<<<<
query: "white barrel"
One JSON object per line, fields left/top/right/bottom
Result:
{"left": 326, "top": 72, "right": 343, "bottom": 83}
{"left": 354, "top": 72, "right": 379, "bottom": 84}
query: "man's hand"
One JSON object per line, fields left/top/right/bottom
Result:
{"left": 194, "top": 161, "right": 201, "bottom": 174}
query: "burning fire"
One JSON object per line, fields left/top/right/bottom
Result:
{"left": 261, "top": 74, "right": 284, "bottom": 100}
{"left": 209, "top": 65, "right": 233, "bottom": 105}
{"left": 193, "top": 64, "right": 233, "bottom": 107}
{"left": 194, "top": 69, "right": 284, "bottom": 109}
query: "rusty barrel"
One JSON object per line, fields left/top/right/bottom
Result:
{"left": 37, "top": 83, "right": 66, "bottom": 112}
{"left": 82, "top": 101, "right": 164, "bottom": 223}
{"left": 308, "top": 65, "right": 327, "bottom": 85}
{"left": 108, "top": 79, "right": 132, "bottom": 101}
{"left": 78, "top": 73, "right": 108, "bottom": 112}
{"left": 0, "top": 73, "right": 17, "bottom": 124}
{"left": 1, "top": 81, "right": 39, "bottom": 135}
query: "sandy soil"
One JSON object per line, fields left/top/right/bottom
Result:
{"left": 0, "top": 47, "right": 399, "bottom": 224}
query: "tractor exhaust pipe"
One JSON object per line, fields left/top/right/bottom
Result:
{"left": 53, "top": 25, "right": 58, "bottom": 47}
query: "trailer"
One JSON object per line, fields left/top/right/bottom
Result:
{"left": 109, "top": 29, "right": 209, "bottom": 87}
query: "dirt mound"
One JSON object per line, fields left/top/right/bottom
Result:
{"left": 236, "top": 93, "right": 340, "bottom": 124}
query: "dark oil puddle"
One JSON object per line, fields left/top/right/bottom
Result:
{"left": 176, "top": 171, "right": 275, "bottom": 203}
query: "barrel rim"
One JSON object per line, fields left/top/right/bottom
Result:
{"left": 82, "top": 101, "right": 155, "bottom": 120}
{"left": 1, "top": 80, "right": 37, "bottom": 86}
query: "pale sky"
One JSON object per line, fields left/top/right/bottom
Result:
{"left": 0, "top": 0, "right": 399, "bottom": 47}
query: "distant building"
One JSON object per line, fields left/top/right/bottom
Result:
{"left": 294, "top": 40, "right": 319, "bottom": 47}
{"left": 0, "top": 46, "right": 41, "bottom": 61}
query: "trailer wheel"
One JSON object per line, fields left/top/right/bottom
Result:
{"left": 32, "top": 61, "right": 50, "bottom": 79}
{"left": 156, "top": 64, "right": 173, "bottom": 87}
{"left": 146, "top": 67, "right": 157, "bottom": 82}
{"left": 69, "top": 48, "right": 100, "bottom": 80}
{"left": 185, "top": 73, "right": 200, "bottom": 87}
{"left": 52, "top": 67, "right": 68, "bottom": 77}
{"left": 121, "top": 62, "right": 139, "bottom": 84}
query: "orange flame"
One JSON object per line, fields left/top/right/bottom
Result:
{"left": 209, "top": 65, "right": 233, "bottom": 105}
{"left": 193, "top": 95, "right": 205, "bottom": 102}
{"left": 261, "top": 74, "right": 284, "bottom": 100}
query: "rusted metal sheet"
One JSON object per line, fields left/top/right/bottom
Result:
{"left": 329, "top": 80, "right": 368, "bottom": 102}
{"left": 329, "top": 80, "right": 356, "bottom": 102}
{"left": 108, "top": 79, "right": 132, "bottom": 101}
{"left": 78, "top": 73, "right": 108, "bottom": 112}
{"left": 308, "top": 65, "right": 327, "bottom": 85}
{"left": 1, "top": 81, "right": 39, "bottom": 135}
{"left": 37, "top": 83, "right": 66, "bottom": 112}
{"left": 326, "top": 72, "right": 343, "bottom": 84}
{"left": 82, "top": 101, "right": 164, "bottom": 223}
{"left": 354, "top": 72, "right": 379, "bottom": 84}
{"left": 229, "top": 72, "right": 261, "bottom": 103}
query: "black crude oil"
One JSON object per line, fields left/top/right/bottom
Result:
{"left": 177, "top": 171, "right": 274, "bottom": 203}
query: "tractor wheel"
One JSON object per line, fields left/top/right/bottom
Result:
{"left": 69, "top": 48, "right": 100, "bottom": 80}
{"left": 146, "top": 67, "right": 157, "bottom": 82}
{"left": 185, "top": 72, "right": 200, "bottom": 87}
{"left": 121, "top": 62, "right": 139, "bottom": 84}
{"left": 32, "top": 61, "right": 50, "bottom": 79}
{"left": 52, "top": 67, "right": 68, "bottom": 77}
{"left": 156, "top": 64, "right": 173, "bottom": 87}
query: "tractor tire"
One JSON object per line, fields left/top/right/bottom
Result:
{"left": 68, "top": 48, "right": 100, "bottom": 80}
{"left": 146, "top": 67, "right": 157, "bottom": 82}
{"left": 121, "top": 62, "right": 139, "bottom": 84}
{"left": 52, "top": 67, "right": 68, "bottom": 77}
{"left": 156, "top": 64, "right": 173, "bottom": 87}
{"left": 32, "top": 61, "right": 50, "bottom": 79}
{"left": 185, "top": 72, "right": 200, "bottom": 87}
>>>>
● TASK:
In the listing above, how many lines hold the word "tractor"? Give the number and nothing more.

● WRITTEN RESPONSE:
3